ENTRIES SUPPLIED:
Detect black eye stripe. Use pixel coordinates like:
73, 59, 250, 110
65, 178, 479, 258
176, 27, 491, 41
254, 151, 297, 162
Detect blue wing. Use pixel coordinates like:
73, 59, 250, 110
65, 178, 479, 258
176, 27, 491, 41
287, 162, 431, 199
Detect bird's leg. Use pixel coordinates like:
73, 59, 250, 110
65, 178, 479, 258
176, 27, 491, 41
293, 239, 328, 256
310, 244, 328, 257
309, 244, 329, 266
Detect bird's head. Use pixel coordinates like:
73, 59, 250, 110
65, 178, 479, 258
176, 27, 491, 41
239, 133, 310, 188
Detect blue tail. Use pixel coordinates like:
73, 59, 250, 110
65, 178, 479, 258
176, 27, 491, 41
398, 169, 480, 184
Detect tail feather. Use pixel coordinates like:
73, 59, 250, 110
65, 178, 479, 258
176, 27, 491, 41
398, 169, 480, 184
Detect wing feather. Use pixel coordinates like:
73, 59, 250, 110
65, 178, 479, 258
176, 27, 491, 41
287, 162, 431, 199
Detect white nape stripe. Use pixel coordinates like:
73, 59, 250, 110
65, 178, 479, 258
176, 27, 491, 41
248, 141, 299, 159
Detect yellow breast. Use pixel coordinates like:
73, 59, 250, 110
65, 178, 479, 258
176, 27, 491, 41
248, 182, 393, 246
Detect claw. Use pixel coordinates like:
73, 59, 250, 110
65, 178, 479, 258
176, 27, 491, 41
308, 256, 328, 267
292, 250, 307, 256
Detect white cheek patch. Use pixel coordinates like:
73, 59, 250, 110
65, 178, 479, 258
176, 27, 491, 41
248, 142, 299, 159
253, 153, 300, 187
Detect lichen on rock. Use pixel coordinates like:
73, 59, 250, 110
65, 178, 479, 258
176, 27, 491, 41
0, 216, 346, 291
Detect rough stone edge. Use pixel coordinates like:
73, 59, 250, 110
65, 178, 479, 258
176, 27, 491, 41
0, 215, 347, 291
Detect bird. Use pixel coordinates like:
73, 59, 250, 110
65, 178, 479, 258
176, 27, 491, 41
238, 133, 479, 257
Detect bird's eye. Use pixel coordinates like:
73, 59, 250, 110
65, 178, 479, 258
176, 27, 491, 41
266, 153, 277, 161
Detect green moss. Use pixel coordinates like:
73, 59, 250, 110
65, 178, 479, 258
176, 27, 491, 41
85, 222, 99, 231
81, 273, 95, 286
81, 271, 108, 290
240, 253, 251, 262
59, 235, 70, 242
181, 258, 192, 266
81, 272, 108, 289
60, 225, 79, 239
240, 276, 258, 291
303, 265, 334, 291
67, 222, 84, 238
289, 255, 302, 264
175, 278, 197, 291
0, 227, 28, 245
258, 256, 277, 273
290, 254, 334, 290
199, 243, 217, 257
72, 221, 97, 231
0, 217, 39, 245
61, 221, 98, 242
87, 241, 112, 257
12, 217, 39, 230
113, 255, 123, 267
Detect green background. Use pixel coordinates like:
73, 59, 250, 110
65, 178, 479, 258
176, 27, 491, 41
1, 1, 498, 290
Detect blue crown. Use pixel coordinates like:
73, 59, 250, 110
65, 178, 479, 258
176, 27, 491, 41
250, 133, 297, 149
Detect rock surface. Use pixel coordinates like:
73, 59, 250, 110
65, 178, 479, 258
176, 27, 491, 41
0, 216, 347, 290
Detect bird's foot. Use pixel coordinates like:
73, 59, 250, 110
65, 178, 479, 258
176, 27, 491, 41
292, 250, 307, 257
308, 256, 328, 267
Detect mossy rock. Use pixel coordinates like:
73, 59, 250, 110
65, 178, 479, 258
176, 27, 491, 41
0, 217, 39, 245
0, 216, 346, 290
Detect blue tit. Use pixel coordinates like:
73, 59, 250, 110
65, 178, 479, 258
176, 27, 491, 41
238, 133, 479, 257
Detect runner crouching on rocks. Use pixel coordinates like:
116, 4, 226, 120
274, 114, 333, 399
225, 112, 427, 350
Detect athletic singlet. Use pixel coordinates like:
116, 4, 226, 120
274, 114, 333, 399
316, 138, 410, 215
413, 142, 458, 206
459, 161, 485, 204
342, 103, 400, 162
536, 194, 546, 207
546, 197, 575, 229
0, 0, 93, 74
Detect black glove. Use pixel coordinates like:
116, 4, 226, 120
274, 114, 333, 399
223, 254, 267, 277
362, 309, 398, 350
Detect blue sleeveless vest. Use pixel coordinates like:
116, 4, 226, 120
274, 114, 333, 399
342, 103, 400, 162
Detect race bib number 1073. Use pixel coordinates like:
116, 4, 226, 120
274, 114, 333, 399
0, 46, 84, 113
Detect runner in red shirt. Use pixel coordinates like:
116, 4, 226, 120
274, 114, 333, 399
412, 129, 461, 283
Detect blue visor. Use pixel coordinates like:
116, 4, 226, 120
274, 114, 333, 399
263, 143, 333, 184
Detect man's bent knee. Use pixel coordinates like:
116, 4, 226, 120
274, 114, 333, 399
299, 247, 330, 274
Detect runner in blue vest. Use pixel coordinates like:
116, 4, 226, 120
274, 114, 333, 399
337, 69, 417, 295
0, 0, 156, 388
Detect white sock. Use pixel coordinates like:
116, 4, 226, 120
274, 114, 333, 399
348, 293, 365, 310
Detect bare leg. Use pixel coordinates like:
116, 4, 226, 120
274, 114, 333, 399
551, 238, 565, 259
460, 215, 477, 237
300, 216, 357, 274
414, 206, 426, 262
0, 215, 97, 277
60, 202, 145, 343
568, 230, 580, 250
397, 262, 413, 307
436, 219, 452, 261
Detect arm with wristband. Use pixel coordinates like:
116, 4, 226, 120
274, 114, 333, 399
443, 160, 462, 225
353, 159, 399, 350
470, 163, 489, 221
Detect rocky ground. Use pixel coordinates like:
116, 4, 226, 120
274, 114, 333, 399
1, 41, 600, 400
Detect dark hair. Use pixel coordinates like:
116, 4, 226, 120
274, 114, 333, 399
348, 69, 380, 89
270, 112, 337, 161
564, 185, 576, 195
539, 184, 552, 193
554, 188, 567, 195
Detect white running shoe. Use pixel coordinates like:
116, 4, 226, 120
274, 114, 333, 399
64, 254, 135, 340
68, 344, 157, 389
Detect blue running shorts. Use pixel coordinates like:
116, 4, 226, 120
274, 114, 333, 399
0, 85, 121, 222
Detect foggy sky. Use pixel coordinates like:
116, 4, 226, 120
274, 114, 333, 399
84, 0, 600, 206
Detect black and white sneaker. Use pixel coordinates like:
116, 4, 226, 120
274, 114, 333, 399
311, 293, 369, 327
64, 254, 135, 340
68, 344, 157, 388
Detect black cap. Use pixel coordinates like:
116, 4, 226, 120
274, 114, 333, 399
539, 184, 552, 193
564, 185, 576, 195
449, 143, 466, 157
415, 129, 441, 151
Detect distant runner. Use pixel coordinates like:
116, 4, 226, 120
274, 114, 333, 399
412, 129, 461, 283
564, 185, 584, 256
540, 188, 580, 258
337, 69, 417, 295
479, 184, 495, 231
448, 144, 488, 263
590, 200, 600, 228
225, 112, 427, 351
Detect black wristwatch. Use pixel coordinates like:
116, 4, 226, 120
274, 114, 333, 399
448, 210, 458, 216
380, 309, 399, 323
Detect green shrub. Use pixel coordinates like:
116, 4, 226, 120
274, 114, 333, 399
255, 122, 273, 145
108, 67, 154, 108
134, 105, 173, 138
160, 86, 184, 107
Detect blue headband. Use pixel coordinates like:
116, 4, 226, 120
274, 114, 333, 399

WHAT YOU SHOULD DO: Report every line containing the word "vest" from the listing above.

TASK OUTPUT:
Detect blue sleeveless vest. Use pixel coordinates like:
Detect runner in blue vest. Use pixel coordinates like:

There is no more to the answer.